[Collected data]
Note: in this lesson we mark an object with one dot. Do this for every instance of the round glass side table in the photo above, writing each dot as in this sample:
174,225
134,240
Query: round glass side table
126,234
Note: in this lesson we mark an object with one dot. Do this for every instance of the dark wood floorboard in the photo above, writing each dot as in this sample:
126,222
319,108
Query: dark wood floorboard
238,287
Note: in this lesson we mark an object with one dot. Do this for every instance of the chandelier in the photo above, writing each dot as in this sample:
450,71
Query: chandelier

• [Required work]: Those lines of the records that contain the string "this" should be identified and copied.

• [Answer space]:
Note: in this lesson we mark an object with one dot. Do this for every instance of the round glass side table in the photo above, writing each dot as in this sample:
Note: in this lesson we mark an object with one dot. Do this for every instance of the dark wood floorboard in the photo above, writing each dot as in this sample:
Note: in this lesson we mark an object with one dot. Do this for every instance of the chandelier in the photo above, writing each dot as in this sample:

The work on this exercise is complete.